TAREA PENDIENTE: Convierte en una tabla Markdown, con las columnas «Número» y «Línea», el tramo del material que empieza en la línea que contiene "Where can the red roof" y termina en la que contiene "[[116, 734]]", ambas incluidas. Omite las líneas en blanco.

MATERIAL PROPORCIONADO:
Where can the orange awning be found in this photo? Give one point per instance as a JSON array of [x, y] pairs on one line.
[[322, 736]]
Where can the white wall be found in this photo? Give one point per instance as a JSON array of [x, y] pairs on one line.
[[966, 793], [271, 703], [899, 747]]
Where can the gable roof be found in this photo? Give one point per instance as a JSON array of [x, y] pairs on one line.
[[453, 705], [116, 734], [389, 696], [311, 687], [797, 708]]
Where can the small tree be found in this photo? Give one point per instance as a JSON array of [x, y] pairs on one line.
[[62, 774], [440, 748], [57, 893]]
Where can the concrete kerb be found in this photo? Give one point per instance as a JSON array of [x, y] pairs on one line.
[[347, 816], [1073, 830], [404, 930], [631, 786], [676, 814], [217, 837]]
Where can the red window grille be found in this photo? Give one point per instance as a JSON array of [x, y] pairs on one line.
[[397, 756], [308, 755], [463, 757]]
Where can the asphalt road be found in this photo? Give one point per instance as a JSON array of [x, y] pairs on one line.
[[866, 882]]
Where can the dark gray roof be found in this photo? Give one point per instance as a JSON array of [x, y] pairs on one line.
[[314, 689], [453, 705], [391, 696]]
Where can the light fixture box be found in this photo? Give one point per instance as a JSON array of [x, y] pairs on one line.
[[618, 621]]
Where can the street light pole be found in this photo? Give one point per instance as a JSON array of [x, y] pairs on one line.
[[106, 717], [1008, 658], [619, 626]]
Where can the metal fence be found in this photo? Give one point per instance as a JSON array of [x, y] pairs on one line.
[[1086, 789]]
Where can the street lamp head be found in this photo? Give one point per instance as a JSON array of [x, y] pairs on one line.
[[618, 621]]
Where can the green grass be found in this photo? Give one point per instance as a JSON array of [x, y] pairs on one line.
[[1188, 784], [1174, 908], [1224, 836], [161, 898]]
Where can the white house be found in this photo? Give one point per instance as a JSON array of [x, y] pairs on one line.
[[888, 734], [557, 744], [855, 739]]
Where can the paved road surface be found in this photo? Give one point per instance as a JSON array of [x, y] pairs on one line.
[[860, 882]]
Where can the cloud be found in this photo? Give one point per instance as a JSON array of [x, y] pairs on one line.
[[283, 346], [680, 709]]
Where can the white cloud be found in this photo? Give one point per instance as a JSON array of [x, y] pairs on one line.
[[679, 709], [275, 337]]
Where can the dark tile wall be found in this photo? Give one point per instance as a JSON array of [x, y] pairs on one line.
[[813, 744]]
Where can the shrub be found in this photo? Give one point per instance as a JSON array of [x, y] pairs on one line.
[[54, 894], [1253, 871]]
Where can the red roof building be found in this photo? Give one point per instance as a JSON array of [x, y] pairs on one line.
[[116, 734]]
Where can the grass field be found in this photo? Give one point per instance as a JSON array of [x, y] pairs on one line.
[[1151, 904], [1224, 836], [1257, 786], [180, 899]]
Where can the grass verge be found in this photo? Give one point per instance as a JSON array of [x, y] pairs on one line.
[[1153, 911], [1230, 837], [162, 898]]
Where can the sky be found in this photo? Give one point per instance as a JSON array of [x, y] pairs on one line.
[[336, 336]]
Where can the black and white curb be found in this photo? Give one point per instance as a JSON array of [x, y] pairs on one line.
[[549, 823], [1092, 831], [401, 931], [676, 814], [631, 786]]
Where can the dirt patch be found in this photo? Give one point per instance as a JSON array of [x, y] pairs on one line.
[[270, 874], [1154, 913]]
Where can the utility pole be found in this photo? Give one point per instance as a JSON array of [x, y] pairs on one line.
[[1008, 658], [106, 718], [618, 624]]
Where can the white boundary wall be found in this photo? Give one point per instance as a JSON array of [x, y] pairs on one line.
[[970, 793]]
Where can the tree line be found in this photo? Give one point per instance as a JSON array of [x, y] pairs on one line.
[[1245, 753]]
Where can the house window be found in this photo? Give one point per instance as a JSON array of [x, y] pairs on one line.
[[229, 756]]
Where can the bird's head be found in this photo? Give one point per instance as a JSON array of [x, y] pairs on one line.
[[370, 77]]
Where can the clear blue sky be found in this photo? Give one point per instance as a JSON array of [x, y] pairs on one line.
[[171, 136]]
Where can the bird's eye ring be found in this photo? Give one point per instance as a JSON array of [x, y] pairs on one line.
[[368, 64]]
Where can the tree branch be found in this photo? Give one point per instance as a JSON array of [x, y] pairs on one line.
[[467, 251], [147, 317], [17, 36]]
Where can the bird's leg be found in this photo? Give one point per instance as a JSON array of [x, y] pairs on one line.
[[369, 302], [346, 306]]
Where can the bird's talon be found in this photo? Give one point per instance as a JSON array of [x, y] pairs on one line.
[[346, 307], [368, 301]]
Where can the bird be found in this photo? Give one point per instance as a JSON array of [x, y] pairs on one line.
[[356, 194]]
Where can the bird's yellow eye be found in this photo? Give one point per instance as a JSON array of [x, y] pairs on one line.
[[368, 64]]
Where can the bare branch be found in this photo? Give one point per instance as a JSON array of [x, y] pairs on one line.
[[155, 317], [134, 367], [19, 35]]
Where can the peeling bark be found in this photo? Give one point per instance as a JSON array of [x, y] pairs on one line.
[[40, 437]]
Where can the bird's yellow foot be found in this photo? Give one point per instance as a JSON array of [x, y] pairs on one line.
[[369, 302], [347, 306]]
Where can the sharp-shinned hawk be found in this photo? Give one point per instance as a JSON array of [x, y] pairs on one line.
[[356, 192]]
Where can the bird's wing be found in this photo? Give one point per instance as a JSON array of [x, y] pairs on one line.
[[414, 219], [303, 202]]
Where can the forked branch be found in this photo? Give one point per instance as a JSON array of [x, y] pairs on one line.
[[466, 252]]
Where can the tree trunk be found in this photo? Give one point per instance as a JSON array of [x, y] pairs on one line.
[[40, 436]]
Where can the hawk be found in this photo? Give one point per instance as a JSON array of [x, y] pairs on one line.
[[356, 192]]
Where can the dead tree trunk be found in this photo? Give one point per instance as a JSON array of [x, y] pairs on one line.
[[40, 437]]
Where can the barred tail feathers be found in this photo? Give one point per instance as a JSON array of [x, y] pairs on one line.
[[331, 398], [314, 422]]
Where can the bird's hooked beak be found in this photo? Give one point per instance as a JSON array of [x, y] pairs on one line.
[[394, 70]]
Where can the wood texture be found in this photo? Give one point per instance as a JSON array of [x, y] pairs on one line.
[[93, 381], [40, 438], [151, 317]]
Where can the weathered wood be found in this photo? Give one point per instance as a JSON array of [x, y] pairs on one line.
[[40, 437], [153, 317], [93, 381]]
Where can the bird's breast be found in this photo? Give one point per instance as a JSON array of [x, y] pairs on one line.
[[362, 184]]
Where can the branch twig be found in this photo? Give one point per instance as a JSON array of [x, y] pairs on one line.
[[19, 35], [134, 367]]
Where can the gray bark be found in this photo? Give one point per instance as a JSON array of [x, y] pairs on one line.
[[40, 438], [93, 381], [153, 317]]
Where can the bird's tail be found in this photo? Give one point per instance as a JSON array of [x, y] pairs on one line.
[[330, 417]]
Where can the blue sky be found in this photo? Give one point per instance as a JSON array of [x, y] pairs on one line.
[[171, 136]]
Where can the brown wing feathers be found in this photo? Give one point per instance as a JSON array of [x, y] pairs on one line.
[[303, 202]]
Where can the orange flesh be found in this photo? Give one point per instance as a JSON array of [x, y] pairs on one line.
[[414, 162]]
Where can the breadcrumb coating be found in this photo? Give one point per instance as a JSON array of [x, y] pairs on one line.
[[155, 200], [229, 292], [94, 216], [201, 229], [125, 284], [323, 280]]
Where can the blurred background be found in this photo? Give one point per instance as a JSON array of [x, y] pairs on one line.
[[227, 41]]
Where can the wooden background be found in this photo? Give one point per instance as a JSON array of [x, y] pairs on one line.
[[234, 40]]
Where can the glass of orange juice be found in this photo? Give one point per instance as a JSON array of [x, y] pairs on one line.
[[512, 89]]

SOLUCIÓN DE LA TAREA:
| Número | Línea |
|---|---|
| 1 | Where can the red roof building be found in this photo? Give one point per instance as a JSON array of [x, y] pairs on one line. |
| 2 | [[116, 734]] |